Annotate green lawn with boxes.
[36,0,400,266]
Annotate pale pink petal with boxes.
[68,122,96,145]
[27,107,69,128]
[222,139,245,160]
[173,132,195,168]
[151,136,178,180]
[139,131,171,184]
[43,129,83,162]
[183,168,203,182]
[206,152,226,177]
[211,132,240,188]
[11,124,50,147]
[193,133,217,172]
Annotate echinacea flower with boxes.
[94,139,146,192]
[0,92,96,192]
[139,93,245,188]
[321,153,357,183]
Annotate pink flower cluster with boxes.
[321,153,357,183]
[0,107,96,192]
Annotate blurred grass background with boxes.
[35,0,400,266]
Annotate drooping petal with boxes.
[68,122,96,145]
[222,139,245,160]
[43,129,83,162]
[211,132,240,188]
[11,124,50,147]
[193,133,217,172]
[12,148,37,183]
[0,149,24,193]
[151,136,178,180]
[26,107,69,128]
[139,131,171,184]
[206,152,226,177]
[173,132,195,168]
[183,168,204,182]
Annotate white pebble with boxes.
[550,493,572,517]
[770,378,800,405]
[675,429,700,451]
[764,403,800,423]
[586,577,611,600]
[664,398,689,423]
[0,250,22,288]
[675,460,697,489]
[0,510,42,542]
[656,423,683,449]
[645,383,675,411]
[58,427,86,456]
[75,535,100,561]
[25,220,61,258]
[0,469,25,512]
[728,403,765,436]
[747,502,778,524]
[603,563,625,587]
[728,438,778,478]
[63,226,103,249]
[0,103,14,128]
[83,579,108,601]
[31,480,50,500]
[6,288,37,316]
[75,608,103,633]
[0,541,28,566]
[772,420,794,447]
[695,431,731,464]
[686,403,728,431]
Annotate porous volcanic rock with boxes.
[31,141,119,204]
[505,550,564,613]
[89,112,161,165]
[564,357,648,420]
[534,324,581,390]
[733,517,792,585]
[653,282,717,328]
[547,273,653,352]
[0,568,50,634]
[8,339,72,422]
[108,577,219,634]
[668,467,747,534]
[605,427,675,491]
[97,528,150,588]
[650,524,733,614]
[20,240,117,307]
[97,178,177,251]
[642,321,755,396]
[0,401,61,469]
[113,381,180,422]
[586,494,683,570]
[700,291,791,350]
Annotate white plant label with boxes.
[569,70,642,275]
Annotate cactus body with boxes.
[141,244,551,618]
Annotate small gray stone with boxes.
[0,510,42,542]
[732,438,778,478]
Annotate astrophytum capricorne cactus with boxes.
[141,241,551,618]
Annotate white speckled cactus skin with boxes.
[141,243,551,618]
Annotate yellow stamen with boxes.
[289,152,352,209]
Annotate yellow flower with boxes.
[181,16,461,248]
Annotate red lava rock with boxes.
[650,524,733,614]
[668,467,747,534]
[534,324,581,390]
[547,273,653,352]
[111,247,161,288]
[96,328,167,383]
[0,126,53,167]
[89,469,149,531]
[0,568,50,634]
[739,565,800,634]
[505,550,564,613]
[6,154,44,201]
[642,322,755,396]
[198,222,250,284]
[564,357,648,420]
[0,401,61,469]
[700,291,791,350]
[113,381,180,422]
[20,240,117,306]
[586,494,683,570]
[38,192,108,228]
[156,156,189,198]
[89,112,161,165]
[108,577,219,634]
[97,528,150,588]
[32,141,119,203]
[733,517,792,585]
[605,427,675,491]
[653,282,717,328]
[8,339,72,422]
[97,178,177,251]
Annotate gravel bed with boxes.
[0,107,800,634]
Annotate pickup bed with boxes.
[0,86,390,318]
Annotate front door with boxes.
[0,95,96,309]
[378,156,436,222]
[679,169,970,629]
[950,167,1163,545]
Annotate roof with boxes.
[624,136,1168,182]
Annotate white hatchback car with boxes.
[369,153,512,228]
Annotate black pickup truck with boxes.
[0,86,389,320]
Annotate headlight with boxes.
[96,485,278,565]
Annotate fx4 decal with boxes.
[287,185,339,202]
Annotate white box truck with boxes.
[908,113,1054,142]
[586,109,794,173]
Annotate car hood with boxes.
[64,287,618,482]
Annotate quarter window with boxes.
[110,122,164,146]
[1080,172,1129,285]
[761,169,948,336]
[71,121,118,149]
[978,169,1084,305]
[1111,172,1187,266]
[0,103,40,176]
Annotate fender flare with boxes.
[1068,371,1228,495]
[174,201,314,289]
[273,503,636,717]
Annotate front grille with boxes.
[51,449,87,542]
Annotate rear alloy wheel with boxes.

◆ ◆ ◆ ◆

» **OBJECTIVE**
Rewrite all of the lines above, replacing "Annotate" with "Label" wherever it occurs and leaving everything else unchanged.

» **WRITTEN ANSWER**
Label green lawn with boxes.
[36,0,400,266]
Label pale pink petal with boxes.
[68,122,96,145]
[27,107,69,128]
[222,139,245,160]
[173,132,195,168]
[151,136,178,180]
[139,131,171,184]
[43,129,83,162]
[183,168,203,182]
[206,152,226,177]
[211,132,240,188]
[11,124,50,147]
[193,133,217,172]
Label echinacea flower with boxes.
[94,139,146,192]
[0,92,96,192]
[139,93,245,188]
[321,153,357,183]
Label pink flower cluster with boxes.
[321,153,357,183]
[0,107,96,192]
Label blurred grass background with boxes.
[35,0,400,266]
Label drooping petal with boxes.
[68,122,96,145]
[222,139,245,160]
[43,129,83,162]
[211,132,240,188]
[11,124,50,147]
[193,133,217,172]
[12,148,37,183]
[0,149,24,193]
[151,136,178,180]
[26,107,69,128]
[139,131,171,184]
[206,152,226,177]
[173,132,195,168]
[183,168,204,182]
Label white pebble with boxes.
[550,493,572,517]
[770,378,800,405]
[675,429,700,451]
[764,403,800,423]
[586,577,611,600]
[664,398,689,423]
[0,250,22,288]
[675,460,697,489]
[0,510,42,542]
[656,423,683,449]
[645,383,675,411]
[58,427,86,456]
[75,535,100,561]
[25,220,61,258]
[0,469,25,512]
[728,403,765,436]
[747,502,778,524]
[603,563,625,587]
[728,438,778,478]
[63,226,103,249]
[0,103,14,128]
[83,579,108,601]
[31,480,50,500]
[6,288,37,316]
[75,608,103,633]
[0,541,28,566]
[772,420,794,447]
[695,431,731,464]
[686,403,728,431]
Label porous volcanic rock with boxes.
[31,141,119,204]
[505,550,564,613]
[89,112,161,165]
[564,357,648,420]
[534,324,581,390]
[733,517,792,585]
[653,282,717,328]
[547,273,653,352]
[0,568,50,634]
[8,339,72,422]
[108,577,219,634]
[668,467,747,534]
[605,427,675,491]
[97,528,150,588]
[650,524,733,614]
[20,240,117,307]
[97,178,177,251]
[642,321,755,396]
[0,401,61,469]
[113,381,180,422]
[586,494,683,570]
[700,291,791,350]
Label white plant label with boxes.
[569,70,642,275]
Label cactus body with boxes.
[141,244,551,618]
Label small gray stone with boxes.
[0,510,42,542]
[732,438,778,478]
Label astrophytum capricorne cactus with boxes.
[141,241,551,618]
Label white speckled cactus skin with boxes.
[141,243,551,618]
Label yellow stamen with boxes.
[289,152,352,209]
Label yellow flower with boxes.
[181,16,461,248]
Label red lava rock with boxes.
[650,524,733,614]
[668,467,747,534]
[534,324,581,390]
[547,273,653,352]
[111,247,161,288]
[96,328,167,383]
[0,126,53,167]
[89,469,149,531]
[0,568,50,634]
[739,565,800,634]
[505,550,564,613]
[6,154,44,201]
[642,322,755,396]
[198,222,250,284]
[564,357,648,420]
[0,401,61,469]
[700,291,791,350]
[113,381,180,422]
[20,240,117,306]
[586,494,683,570]
[38,192,108,228]
[156,156,189,198]
[89,112,161,165]
[108,577,219,634]
[97,528,150,588]
[32,141,119,203]
[733,517,792,585]
[605,427,675,491]
[653,282,717,328]
[8,339,72,422]
[97,178,177,251]
Label gravel bed with boxes.
[0,107,800,634]
Label pickup bed with boxes.
[0,86,390,318]
Label front door with boxes.
[0,95,96,309]
[378,156,436,222]
[679,169,970,629]
[950,167,1163,545]
Label roof with boxes.
[624,136,1168,182]
Label white hatchback car with boxes.
[369,153,512,228]
Label black pickup truck with boxes.
[0,86,389,320]
Label headlight with boxes.
[96,485,278,565]
Label fx4 decal with boxes.
[287,185,339,202]
Label white box truck with boxes.
[908,113,1054,142]
[586,109,794,173]
Label car hood with boxes.
[64,287,618,482]
Label quarter window with boxes.
[110,122,164,146]
[1080,172,1129,285]
[761,169,948,336]
[71,121,118,149]
[978,169,1084,305]
[1111,172,1187,266]
[0,103,40,176]
Label fender flare with boxes.
[1068,371,1228,495]
[174,201,314,289]
[273,503,636,717]
Label front grille with boxes.
[51,449,87,542]
Label rear alloy wheel with boxes.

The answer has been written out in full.